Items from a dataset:
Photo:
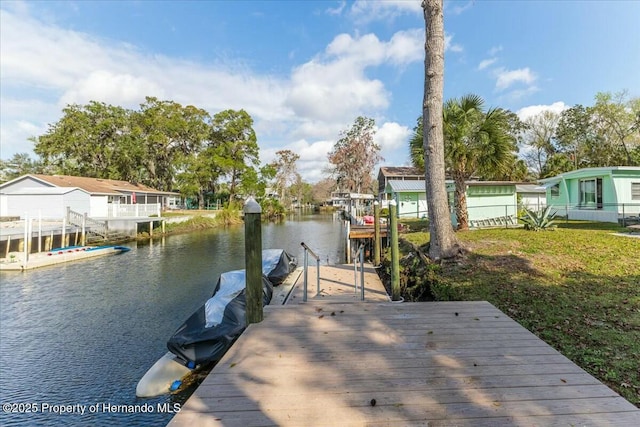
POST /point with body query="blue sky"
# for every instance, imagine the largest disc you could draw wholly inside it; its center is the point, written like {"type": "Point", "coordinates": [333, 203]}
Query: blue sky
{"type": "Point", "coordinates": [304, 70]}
* * *
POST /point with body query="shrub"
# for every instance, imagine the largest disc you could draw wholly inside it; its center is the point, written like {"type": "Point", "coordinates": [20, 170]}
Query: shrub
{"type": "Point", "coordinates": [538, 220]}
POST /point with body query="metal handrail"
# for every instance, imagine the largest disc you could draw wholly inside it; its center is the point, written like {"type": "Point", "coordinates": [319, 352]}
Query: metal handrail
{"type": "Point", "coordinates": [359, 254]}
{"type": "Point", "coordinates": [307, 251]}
* * *
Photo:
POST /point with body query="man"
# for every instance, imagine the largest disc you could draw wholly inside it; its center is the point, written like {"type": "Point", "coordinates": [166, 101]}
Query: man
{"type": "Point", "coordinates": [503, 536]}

ASSIGNMENT:
Every line above with the string "draw" in it should be copied into the answer.

EXERCISE RESULT:
# for every instance, imagine the largest disc you could draw wholly inside it; its center is the point, written like {"type": "Point", "coordinates": [333, 203]}
# for every instance, imagine the largest disc you could draw wholly inside it; its center is the point, written like {"type": "Point", "coordinates": [20, 170]}
# for every instance, imagine the largest disc you could draw wholly inside it; its center is the point, written like {"type": "Point", "coordinates": [319, 352]}
# for every instance, imagine the largest disc you could draw wholly inside it; its center is the point, written like {"type": "Point", "coordinates": [166, 101]}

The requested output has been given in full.